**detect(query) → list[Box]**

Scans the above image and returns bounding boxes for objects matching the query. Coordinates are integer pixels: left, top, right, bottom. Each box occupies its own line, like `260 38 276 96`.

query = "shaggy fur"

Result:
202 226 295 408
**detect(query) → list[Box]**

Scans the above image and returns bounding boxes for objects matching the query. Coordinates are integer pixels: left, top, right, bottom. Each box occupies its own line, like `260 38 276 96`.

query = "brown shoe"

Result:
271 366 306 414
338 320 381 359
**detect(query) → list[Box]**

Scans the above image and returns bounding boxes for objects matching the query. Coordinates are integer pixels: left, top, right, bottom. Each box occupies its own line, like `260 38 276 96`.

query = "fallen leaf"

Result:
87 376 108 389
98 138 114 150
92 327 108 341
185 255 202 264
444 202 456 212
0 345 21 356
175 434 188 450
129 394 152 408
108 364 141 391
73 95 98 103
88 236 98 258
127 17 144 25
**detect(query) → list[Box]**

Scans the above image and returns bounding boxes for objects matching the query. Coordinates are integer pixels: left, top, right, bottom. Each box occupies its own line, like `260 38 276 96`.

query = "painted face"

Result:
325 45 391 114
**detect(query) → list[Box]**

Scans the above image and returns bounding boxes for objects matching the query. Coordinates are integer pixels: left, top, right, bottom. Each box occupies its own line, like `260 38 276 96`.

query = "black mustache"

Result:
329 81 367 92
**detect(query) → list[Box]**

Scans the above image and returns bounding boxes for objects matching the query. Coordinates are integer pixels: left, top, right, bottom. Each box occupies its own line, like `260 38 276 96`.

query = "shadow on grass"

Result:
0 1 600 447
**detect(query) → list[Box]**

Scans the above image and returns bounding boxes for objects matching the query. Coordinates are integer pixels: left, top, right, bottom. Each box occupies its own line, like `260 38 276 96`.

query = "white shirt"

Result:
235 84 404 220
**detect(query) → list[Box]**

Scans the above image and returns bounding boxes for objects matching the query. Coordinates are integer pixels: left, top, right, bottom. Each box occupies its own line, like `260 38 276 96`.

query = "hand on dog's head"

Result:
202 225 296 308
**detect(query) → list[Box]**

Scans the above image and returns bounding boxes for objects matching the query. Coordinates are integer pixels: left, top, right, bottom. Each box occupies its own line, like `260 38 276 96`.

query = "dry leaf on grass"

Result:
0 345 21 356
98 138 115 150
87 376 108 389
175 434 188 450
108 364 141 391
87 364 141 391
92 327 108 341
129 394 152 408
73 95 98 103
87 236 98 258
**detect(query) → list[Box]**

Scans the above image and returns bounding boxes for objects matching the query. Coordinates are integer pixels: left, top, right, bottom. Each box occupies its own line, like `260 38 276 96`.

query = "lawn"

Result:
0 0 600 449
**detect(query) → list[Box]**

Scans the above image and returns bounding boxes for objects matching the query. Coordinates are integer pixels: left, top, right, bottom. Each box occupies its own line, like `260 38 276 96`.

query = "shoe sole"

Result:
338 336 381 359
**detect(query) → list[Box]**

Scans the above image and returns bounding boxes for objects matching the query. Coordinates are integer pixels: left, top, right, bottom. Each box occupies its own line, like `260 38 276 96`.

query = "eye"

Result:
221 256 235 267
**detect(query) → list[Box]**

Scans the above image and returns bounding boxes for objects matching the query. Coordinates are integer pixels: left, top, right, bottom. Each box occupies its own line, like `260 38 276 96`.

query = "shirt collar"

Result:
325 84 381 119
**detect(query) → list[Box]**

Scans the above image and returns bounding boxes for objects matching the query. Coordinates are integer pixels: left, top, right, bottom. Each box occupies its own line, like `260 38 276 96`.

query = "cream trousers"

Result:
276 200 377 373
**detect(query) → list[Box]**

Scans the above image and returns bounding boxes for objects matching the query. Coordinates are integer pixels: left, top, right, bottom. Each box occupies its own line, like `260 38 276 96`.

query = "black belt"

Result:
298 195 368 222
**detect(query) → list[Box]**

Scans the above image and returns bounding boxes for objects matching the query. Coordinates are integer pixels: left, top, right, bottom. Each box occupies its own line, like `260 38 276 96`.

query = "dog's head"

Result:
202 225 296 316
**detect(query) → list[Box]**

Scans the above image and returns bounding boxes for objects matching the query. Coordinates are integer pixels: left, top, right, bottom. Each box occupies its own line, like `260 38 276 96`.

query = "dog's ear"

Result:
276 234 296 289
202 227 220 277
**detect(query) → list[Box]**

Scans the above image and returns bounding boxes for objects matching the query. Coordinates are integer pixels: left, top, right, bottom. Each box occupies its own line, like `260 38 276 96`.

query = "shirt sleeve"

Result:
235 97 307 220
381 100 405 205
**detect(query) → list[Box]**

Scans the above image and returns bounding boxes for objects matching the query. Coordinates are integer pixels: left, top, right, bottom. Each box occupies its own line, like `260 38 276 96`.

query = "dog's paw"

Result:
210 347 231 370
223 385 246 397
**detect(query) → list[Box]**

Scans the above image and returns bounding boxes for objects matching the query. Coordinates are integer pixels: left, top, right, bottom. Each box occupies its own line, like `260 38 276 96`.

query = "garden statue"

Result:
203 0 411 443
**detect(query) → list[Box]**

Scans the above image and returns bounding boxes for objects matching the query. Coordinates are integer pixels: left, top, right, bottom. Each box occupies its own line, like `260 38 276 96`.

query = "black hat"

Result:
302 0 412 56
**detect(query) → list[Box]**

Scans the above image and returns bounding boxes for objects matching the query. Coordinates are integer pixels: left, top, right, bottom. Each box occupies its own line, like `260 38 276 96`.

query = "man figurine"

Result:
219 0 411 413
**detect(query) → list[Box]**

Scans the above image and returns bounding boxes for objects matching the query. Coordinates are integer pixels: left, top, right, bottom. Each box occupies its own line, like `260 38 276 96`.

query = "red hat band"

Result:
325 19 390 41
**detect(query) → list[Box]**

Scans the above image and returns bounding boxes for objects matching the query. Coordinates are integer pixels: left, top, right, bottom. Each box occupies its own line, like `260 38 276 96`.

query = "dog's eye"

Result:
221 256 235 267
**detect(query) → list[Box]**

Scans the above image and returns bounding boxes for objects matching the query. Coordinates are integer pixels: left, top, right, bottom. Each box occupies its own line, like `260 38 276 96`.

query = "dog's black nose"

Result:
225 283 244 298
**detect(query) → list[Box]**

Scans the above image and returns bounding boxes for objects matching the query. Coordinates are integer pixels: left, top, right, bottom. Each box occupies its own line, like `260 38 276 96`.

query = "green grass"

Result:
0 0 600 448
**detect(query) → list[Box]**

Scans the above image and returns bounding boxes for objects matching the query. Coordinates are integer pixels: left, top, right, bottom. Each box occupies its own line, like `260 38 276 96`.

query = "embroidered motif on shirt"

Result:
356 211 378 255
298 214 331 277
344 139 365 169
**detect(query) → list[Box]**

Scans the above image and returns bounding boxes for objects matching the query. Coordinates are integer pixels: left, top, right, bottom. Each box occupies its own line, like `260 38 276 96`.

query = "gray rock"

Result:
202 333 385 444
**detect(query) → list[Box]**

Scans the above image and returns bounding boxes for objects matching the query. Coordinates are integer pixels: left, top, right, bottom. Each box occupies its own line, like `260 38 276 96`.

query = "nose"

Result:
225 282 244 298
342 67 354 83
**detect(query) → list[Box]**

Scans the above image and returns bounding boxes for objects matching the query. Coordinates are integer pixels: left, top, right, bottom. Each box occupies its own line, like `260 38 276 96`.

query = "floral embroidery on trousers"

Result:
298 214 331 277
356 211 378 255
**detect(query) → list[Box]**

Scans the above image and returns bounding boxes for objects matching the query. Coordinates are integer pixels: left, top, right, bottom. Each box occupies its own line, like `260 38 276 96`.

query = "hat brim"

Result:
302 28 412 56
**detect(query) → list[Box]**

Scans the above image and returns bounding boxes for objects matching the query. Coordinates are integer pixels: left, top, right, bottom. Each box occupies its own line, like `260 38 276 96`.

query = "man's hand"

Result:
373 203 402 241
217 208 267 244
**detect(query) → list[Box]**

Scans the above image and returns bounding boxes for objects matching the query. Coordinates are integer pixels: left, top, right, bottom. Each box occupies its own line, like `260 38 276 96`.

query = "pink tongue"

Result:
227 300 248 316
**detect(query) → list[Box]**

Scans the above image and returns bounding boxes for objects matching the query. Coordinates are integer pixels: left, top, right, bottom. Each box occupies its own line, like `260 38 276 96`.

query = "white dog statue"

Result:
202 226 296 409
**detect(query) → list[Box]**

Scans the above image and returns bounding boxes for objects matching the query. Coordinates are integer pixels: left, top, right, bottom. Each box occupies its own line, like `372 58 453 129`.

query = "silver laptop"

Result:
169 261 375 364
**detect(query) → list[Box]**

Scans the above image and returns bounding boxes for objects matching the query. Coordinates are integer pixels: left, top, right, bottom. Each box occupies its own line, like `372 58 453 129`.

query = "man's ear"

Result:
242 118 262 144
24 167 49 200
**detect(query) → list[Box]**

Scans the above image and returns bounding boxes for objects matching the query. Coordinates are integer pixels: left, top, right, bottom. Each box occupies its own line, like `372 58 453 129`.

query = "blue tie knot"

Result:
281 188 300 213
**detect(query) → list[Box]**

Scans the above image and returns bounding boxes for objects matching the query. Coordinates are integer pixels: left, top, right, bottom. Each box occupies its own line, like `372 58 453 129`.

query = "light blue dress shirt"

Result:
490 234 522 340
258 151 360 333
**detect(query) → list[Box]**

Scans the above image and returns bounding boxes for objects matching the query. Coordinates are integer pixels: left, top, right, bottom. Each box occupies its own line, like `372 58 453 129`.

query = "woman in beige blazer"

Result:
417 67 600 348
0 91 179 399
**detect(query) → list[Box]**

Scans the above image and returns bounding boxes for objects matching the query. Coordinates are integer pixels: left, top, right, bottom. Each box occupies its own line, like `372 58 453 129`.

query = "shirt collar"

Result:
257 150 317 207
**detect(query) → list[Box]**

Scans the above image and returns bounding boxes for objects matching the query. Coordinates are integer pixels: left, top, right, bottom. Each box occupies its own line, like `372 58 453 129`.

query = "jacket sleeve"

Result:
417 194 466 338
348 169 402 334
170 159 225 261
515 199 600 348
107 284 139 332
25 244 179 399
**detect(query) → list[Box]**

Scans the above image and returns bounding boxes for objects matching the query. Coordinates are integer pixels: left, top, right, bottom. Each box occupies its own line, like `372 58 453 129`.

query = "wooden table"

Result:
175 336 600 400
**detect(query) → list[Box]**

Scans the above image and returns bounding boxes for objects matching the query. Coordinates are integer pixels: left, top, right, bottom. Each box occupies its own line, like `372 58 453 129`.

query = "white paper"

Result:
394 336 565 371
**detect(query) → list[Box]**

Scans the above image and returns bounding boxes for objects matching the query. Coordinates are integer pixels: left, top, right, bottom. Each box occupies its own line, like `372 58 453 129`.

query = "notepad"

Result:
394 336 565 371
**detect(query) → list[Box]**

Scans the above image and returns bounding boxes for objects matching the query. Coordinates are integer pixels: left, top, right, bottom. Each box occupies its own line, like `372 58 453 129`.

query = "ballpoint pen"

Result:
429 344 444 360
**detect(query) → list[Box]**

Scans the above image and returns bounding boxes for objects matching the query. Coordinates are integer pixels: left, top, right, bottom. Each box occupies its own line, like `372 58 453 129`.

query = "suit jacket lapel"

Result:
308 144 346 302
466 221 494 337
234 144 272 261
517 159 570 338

== == ==

• [The task]: Starting with the first line of the material and going on through the line containing "202 226 295 408", reproduce those lines with "shaggy fur" renamed to "matted fur", leaving everything else unchanged.

• [Answer for the task]:
**detect(query) → list[Box]**

Scans the above image and returns bounding boxes for objects matching the query. Coordinates are integer pixels: left, top, right, bottom. Each box occupies its own line, like `260 38 276 96`.

query = "matted fur"

Result:
202 226 295 408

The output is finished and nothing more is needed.